WHAT THIS TASK INVOLVES: For each line of the material below, give that line again word for word.

(THE RECORDS)

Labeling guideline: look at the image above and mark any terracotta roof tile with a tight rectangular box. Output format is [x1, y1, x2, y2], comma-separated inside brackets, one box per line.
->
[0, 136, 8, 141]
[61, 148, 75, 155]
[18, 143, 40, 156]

(End THE RECORDS)

THE ANSWER:
Labeling guideline: look at the image above and mark any terracotta roof tile with a tight rectangular box. Output format is [x1, y1, x2, y2], comma-separated inside brackets, one box per line.
->
[0, 136, 8, 141]
[61, 148, 75, 155]
[18, 143, 40, 156]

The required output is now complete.